> Фрагмент текста:
>>>>>
(1 голос, среднее 5.00 из 5)

Совмест(итель)ное слово
Владимир Малявин

О некоторых восточно-западных параллелях

Источник: альманах «Развитие и экономика», №13, июль 2015, стр. 100

Владимир Вячеславович Малявин – философ, историк, китаевед, доктор исторических наук, профессор Института изучения Европы Тамканского университета (Тайвань)

1

«За что ни схватишься, ничего нет», – говорил персонаж известного романа Михаила Булгакова. Может быть, и вправду ничего нет. Но нельзя сомневаться в том, что в мире что-то происходит, что в нем бывают события. В противном случае нас просто не было бы здесь. Более того, обнаружить себя «здесь и сейчас» и есть подлинный смысл события.

Древний даосский философ Чжуан-цзы, нечаянно задремав, увидел себя бабочкой, которая «порхала в свое удовольствие среди цветов». Потом он проснулся и не мог решить, то ли он Чжуан-цзы, которому снилось, что он бабочка, то ли – бабочка, которой снится, что она Чжуан-цзы.

Этот рассказ напоминает, что исток всякой литературы – событие, и притом необязательно имеющее внешние приметы. Уснуть, забыться – значит дать свободу творческим метаморфозам жизни и… сделать возможным свое пробуждение. Прозрение приходит в бесконечной череде снов и не отменяет ее. Радость бабочки и меланхолия пробудившегося философа – два полюса одного события, столь же несходных, сколь и нераздельных. Между ними, в между-бытности всего и вся и прежде всех вещей, находится «истинно сущее». Китайцы называли эту правду жизни «центрированностью». Таков корень и смысл всего происходящего. Центрированность есть высшая, несотворенная и притом вечно отсутствующая цельность мира. Она ни в чем не проявляется и ни в чем не допускает излишка или недостатка. В ней нет ничего частного, но в ее свете каждый момент существования совершенно самодостаточен и в этом равен всем прочим, не имея с ними ничего общего.

Чтобы быть, надо бдить, а чтобы бдить, надо забыться.

Быть с миром может лишь тот, кто сам по себе.
<<<<<
> Показанные записи:
>>>>>
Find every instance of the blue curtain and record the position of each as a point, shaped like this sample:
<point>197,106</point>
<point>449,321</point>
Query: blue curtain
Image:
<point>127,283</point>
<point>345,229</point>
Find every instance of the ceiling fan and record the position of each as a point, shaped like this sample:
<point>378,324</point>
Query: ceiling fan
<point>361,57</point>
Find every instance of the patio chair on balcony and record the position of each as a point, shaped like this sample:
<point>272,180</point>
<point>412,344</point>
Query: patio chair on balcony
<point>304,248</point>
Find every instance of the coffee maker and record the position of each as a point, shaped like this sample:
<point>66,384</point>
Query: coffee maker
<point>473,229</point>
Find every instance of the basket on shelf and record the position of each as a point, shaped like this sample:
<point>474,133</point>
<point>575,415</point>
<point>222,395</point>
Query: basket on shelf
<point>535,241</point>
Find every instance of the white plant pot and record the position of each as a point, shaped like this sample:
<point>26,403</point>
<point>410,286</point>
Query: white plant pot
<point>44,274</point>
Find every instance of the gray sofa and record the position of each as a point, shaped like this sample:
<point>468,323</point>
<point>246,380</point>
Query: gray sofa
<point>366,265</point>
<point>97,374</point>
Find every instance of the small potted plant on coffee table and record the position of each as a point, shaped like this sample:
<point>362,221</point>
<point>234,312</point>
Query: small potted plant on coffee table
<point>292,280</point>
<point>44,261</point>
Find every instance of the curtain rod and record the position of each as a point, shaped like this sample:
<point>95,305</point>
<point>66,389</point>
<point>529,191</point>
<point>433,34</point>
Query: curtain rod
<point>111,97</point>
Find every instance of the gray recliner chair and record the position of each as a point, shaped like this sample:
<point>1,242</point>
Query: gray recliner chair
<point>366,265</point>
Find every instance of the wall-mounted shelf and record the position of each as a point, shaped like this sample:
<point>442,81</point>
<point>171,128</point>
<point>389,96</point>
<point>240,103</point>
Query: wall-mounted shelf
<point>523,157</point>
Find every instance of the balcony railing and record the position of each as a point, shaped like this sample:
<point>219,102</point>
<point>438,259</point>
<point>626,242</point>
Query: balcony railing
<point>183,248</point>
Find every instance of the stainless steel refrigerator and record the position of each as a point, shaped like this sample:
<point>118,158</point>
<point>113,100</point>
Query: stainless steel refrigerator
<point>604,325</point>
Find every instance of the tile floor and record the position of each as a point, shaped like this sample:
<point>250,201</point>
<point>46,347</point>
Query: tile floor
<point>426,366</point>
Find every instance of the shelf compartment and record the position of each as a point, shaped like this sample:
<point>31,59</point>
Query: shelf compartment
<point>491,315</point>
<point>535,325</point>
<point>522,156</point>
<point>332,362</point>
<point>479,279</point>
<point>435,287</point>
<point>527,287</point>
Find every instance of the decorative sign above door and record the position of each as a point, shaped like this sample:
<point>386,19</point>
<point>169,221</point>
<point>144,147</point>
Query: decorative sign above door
<<<<<
> Задание A:
Как, согласно эссе о восточно-западных параллелях, китайцы называли «истинно сущее», которое находится между двумя полюсами одного события?
> Задание B:
Напишите продолжение эссе о восточно-западных параллелях, начиная сразу после его последней фразы.

> Результат A:
Китайцы называли его «центрированностью».

> Результат B:
2

Европейца поражает азиатская речь: гортанная и пронзительная, как птичий гвалт, размеченная до странности эмоционально нейтральными возгласами. Поль Клодель рассказывает, как он, живя в Китае, выходил по вечерам из дома, чтобы… слушать какофонию восточного города:

«Этот шум голосов – стремительный, играющий брызгами поток – прорезают неожиданные форте, подобные треску рвущейся бумаги. Иногда мне чудится, что я различаю ноту и ее модуляции, подобно тому как настраивают барабан, касаясь нужных мест пальцем…

Отдельное слово не исчезает: оно вносит свою лепту, сливаясь с бескрайней многоголосицей общего говора. Оторванное от предмета, который означало, оно пребудет лишь как невнятный звук, его сопровождающий, как восклицание, интонация, ударение. Способны ли смыслы сливаться, как сливаются звуки, и какой грамматике подчиняется эта общая речь? Гость мертвых, я долго слушаю этот ропот, этот далекий шум языка живых».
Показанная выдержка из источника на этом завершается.